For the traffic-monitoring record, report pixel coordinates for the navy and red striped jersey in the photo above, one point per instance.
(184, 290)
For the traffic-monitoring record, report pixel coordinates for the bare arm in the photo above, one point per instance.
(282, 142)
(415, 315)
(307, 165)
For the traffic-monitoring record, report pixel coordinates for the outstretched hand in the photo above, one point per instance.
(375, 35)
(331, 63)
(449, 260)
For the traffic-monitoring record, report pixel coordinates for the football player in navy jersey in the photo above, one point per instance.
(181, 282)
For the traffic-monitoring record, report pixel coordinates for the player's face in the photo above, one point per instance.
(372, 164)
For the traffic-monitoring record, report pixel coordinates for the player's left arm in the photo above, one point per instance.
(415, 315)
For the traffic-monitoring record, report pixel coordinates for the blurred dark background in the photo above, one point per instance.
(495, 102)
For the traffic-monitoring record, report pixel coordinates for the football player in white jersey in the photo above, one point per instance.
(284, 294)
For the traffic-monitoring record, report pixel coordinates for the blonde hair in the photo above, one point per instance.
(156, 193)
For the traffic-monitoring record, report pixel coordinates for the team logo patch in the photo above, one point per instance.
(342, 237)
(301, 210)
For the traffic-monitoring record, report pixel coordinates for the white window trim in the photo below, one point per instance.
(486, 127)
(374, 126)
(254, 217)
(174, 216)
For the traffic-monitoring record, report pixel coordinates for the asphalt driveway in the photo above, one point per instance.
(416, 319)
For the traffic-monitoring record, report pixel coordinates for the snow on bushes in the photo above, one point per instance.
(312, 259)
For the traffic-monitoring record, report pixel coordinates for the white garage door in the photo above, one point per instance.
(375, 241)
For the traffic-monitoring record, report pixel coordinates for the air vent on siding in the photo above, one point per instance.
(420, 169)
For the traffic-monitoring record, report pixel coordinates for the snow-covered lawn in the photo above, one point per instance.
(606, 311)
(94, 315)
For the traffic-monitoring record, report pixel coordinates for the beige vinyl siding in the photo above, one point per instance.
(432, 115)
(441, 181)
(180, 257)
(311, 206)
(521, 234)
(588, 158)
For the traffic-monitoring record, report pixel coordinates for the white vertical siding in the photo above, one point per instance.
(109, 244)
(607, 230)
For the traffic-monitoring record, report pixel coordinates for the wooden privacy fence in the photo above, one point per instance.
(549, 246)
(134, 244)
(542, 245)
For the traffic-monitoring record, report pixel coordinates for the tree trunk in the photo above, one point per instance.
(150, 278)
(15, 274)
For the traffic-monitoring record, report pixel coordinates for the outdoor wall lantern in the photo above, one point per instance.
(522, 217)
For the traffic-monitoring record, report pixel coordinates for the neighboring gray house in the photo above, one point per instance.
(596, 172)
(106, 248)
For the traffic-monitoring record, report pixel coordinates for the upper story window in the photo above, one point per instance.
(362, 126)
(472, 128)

==================================================

### Goal of the exercise
Reproduce the data, keeping every line exactly the same.

### Answer area
For the traffic-monitoring record, report pixel coordinates for the navy and red striped jersey in the photo above, one point per instance.
(184, 290)
For the traffic-monitoring record, report pixel coordinates for the bare arm in the photo above, one point per instance.
(282, 142)
(415, 315)
(307, 165)
For the traffic-monitoring record, report pixel coordinates for the outstretched hand in the photo above, one point per instance.
(375, 35)
(331, 63)
(449, 260)
For the traffic-monitoring record, report pixel coordinates for the football player in navy jersey in the photo above, one point per instance.
(181, 282)
For the traffic-monitoring record, report pixel coordinates for the player's face in the photo above, one point per instance.
(372, 164)
For the traffic-monitoring record, report pixel coordinates for the player's left arm in the photo above, one point per instance.
(415, 315)
For the traffic-monitoring record, report pixel coordinates for the blurred dark background in the photo above, one point per instance.
(495, 102)
For the traffic-monitoring record, report pixel coordinates for the football player in white jersey in the photo above, one point per instance.
(284, 294)
For the traffic-monitoring record, report pixel coordinates for the blonde hair in the photo above, one point per instance.
(156, 193)
For the traffic-monitoring record, report pixel coordinates for the team logo patch in the photo above, one point per instance.
(342, 237)
(301, 210)
For the traffic-monitoring record, report pixel coordinates for the white window trim in the photo below, one point per instance.
(486, 127)
(374, 126)
(254, 217)
(174, 216)
For the traffic-monitoring record, report pixel coordinates for the asphalt driveway in the photo above, one point per instance.
(416, 319)
For the traffic-monitoring record, report pixel coordinates for the snow on bushes in the photo above, one point per instance.
(312, 259)
For the traffic-monitoring record, report pixel coordinates for the white garage door in the photo above, one point per instance.
(375, 241)
For the traffic-monitoring record, report pixel coordinates for the air vent on siding in the photo above, one point per instance.
(420, 169)
For the traffic-monitoring record, report pixel coordinates for the snow-covered lawn in the photo above, one point per instance.
(606, 311)
(94, 315)
For the traffic-monitoring record, report pixel coordinates for the beige vinyl siding in the photo above, one point per instance.
(432, 115)
(441, 181)
(180, 257)
(311, 206)
(521, 234)
(588, 158)
For the traffic-monitoring record, report pixel coordinates for the white vertical siding in the photo above, one point per instance.
(109, 244)
(607, 230)
For the traffic-monitoring record, report pixel coordinates for the wooden privacy fence in the photo above, one point per instance.
(549, 246)
(134, 244)
(542, 245)
For the traffic-monitoring record, report pixel coordinates for the tree trunk in the photo above, one point per instance.
(150, 278)
(15, 274)
For the traffic-monitoring record, report pixel coordinates for the outdoor wall lantern in the photo above, one point per instance.
(522, 217)
For the traffic-monitoring record, report pixel coordinates for the neighboring gray house in the photo above, one point per instance.
(596, 172)
(106, 248)
For the traffic-monitoring record, report pixel coordinates for the upper story window in the photo above, one point per instance.
(362, 126)
(472, 128)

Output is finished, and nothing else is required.